____ Dataset records
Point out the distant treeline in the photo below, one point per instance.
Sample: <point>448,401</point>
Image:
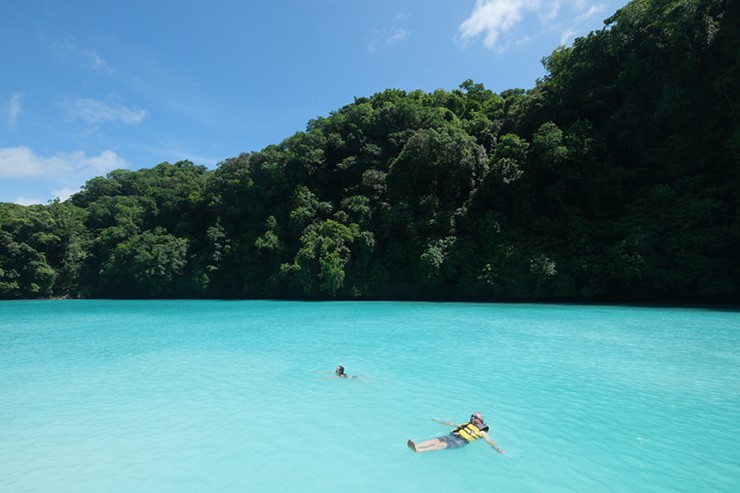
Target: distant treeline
<point>617,177</point>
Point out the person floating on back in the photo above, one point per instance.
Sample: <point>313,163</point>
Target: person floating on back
<point>459,437</point>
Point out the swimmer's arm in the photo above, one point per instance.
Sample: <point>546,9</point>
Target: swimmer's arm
<point>491,442</point>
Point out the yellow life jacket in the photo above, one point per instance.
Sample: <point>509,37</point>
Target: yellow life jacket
<point>468,431</point>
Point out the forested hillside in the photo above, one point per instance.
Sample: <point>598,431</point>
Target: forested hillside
<point>615,178</point>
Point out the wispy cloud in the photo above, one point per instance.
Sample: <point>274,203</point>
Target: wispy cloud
<point>387,37</point>
<point>496,21</point>
<point>67,47</point>
<point>59,173</point>
<point>12,109</point>
<point>491,18</point>
<point>96,111</point>
<point>96,62</point>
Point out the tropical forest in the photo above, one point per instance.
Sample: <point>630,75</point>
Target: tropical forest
<point>615,178</point>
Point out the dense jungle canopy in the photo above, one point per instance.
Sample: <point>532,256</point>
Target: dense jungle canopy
<point>615,178</point>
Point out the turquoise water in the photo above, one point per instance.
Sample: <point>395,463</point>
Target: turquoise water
<point>207,396</point>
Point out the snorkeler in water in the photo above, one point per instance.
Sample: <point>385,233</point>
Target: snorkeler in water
<point>459,437</point>
<point>339,373</point>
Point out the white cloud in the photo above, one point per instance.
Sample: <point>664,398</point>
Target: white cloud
<point>63,169</point>
<point>491,18</point>
<point>397,35</point>
<point>13,109</point>
<point>95,111</point>
<point>28,201</point>
<point>497,20</point>
<point>96,62</point>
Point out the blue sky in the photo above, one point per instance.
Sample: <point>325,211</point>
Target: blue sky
<point>88,86</point>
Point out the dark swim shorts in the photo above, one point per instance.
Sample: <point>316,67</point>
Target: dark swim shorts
<point>453,441</point>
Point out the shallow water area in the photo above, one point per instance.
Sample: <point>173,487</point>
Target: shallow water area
<point>183,396</point>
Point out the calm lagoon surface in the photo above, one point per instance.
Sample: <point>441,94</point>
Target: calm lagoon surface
<point>212,396</point>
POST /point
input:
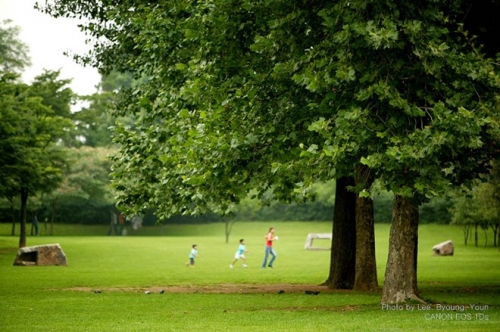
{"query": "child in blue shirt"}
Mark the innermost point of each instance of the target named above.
(240, 253)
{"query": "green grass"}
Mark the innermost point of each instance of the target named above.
(61, 298)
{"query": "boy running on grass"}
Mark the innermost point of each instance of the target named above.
(240, 253)
(192, 255)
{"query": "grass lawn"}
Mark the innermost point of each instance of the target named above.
(212, 297)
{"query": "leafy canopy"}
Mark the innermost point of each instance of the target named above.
(273, 95)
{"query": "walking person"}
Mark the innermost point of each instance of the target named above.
(269, 248)
(192, 255)
(240, 253)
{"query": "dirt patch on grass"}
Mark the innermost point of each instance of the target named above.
(216, 289)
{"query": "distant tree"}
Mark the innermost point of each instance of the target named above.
(13, 52)
(31, 159)
(280, 94)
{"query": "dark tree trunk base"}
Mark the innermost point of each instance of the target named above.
(342, 259)
(400, 284)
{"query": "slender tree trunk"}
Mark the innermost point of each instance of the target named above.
(342, 259)
(400, 282)
(366, 267)
(24, 204)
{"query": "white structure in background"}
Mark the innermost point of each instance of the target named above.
(444, 248)
(314, 236)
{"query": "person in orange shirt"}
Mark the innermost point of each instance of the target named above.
(269, 248)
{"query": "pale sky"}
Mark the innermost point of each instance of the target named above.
(48, 38)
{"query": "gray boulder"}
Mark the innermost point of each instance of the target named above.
(47, 254)
(444, 248)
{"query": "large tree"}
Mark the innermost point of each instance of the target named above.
(275, 95)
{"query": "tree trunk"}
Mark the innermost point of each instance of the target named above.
(24, 204)
(400, 282)
(342, 259)
(366, 267)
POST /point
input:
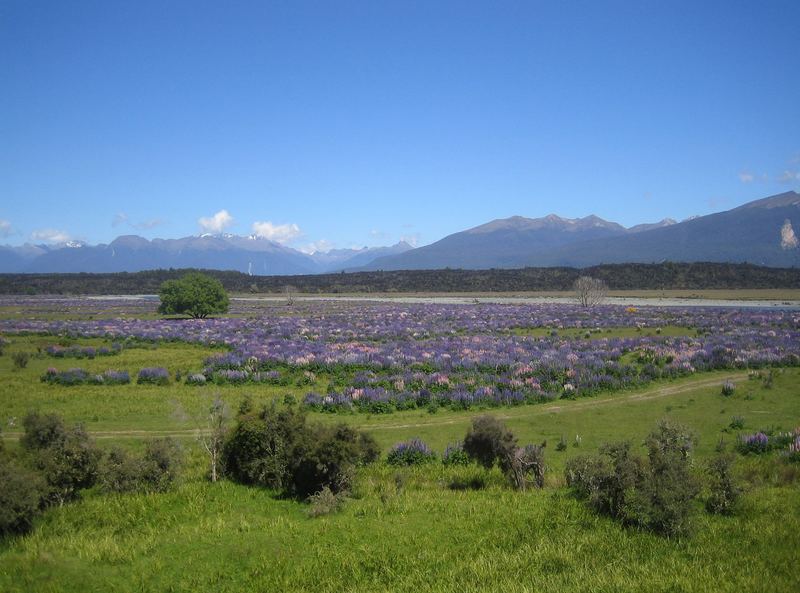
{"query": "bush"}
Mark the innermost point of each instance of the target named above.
(454, 454)
(562, 444)
(724, 490)
(153, 376)
(489, 441)
(262, 448)
(162, 464)
(20, 497)
(324, 502)
(671, 487)
(413, 452)
(655, 494)
(753, 443)
(196, 379)
(153, 471)
(278, 449)
(66, 458)
(195, 294)
(331, 461)
(20, 359)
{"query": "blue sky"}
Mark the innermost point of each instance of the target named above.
(360, 123)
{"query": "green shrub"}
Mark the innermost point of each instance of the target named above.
(162, 464)
(488, 441)
(263, 448)
(66, 458)
(527, 467)
(331, 461)
(654, 494)
(194, 294)
(454, 454)
(20, 359)
(724, 489)
(278, 449)
(20, 497)
(324, 502)
(411, 452)
(153, 471)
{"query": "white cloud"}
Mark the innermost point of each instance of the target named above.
(321, 246)
(788, 238)
(123, 218)
(119, 218)
(217, 223)
(280, 233)
(148, 224)
(411, 239)
(50, 236)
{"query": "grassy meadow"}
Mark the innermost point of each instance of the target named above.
(408, 529)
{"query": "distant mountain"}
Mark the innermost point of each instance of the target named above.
(131, 253)
(502, 243)
(750, 233)
(340, 259)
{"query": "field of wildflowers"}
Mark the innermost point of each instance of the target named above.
(382, 357)
(443, 525)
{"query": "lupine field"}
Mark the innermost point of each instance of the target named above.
(412, 375)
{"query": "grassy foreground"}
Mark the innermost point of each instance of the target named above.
(408, 529)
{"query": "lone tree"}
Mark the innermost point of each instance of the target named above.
(195, 294)
(590, 291)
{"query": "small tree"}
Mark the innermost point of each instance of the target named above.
(20, 497)
(195, 294)
(590, 291)
(214, 441)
________
> [What to produce] Copy out all of the entries above word for word, omitting the pictures.

> [Answer for the task]
Point out the distant treeline in the photo below, one point per instance.
Sample: <point>448,401</point>
Image:
Target: distant treeline
<point>617,177</point>
Point out the person floating on back in the photo above, one point per instance.
Sample: <point>313,163</point>
Target: person floating on back
<point>459,437</point>
Point out the swimmer's arm in the photo above, one point per instance.
Sample: <point>546,9</point>
Target: swimmer's arm
<point>491,442</point>
Point out the yellow life jacket in the photo above, one point per instance.
Sample: <point>509,37</point>
Target: yellow life jacket
<point>468,431</point>
Point out the forested hillside in the photo above, one point per instance.
Sample: <point>598,431</point>
Target: forested hillside
<point>615,178</point>
Point out the wispy cloud in the photo above, one point per instance.
Sample: <point>274,203</point>
Target: wispy cloud
<point>387,37</point>
<point>496,21</point>
<point>67,47</point>
<point>59,173</point>
<point>12,109</point>
<point>491,18</point>
<point>96,111</point>
<point>96,62</point>
Point out the tropical forest in the photo above, one point per instance.
Sample: <point>630,75</point>
Target: tropical forest
<point>615,178</point>
Point out the dense jungle canopy in the photo above, one point per instance.
Sample: <point>532,256</point>
Target: dense jungle canopy
<point>615,178</point>
Point out the turquoise water in the photo above, one point per instance.
Sample: <point>395,463</point>
Target: turquoise water
<point>207,396</point>
Point out the snorkeler in water in the photo above, one point per instance.
Sample: <point>385,233</point>
Target: snorkeler in water
<point>459,437</point>
<point>339,373</point>
Point out the white cloud in the photo above, one point per instance.
Sample: <point>664,398</point>
Target: white cloud
<point>63,169</point>
<point>491,18</point>
<point>397,35</point>
<point>13,109</point>
<point>95,111</point>
<point>28,201</point>
<point>497,20</point>
<point>96,62</point>
Point out the blue sky in the photo above, one point per instance.
Sample: <point>325,211</point>
Target: blue sky
<point>88,86</point>
Point out the dark swim shorts in the photo above, one point per instance.
Sample: <point>316,67</point>
Target: dark swim shorts
<point>453,441</point>
Point out the shallow water area in the photo above, one point per instance.
Sample: <point>173,487</point>
Target: shallow water area
<point>183,396</point>
Point out the calm lagoon surface in the photo above, one point per instance.
Sample: <point>441,94</point>
Target: calm lagoon surface
<point>212,396</point>
POST /point
input:
{"query": "child in blue shirt"}
Mark the innermost point of each instance of the target named above.
(240, 253)
{"query": "green grass"}
Mark the innermost point of each instance of the target named above.
(61, 298)
{"query": "boy running on grass"}
Mark the innermost point of each instance of the target named above.
(240, 253)
(192, 255)
{"query": "grass lawn"}
Mark the innermost point of each instance of the target named above.
(212, 297)
{"query": "leafy canopy"}
Mark the innermost point of each instance of the target named above.
(273, 95)
{"query": "walking person"}
Mark the innermost point of each instance of the target named above.
(269, 248)
(192, 255)
(240, 253)
{"query": "dirt patch on grass"}
Mark the innermost point of each instance of the target named above.
(216, 289)
{"query": "distant tree"}
Mark the innermost point of each instance of the target named above.
(13, 52)
(31, 159)
(280, 94)
{"query": "dark tree trunk base"}
Mark the innermost point of each instance of the target named above.
(342, 259)
(400, 284)
{"query": "slender tree trunk"}
Mark the innermost point of each instance of the target named above.
(342, 259)
(400, 282)
(366, 267)
(24, 204)
{"query": "white structure in background"}
Mark the innermost point of each instance of the target named above.
(444, 248)
(314, 236)
{"query": "person in orange shirt"}
Mark the innermost point of each instance of the target named above.
(269, 248)
{"query": "pale sky"}
Mark the innermost point of each instance of the target named above.
(48, 38)
{"query": "gray boulder"}
Mark the innermost point of each instance of the target named above.
(47, 254)
(444, 248)
{"query": "large tree"}
Mark the innermost point of each instance of the target named above.
(275, 95)
{"query": "tree trunk"}
Mark the innermost point of each instance of the target named above.
(24, 204)
(400, 282)
(342, 259)
(366, 267)
POST /point
input:
{"query": "bush"}
Mark the innermost point of each instance of the target named above.
(454, 454)
(562, 444)
(724, 490)
(153, 376)
(489, 441)
(262, 448)
(162, 464)
(20, 497)
(324, 502)
(671, 487)
(413, 452)
(655, 494)
(753, 443)
(196, 379)
(153, 471)
(278, 449)
(66, 458)
(195, 294)
(331, 461)
(20, 359)
{"query": "blue sky"}
Mark the innermost point of each instance of the target named above.
(360, 123)
{"query": "green shrub"}
Mark the innermost point of each instance of the target named above.
(162, 464)
(488, 441)
(263, 448)
(66, 458)
(527, 467)
(331, 461)
(654, 494)
(194, 294)
(454, 454)
(20, 359)
(724, 489)
(278, 449)
(20, 497)
(324, 502)
(411, 452)
(153, 471)
{"query": "white cloud"}
Mark the innermost point of each instance of the target named above.
(321, 246)
(788, 238)
(123, 218)
(119, 218)
(217, 223)
(280, 233)
(148, 224)
(411, 239)
(50, 236)
{"query": "grassy meadow"}
Mark the innermost point of each instance of the target named above.
(408, 529)
{"query": "distant mountain"}
Mark the innermost point of each instance of the target named above.
(131, 253)
(502, 243)
(750, 233)
(340, 259)
{"query": "field of wildflowers"}
Mark the innermost point of each instance of the target named above.
(382, 357)
(443, 525)
{"query": "lupine field"}
Mark the innermost point of each instance of the target named above.
(412, 375)
{"query": "grassy foreground"}
Mark the innermost point of each instance of the target named above.
(408, 529)
{"query": "lone tree"}
Mark the innermost point of each instance of the target named above.
(195, 294)
(590, 291)
{"query": "small tree"}
Mark the innermost point of each instance of the target named above.
(20, 497)
(195, 294)
(590, 291)
(214, 441)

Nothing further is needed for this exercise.